__Exercise prompt__: Reproduce each of the following records verbatim, line for line, with no changes.

-- Start Extracted entries --

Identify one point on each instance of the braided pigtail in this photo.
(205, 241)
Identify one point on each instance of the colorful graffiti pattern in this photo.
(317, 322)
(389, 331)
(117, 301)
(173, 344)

-- End Extracted entries --

__Task output__:
Identify one point on each instance of the braided pigtail in this photo.
(205, 241)
Identify one point on each instance of the colorful graffiti pattern in this photo.
(317, 322)
(389, 331)
(117, 301)
(173, 344)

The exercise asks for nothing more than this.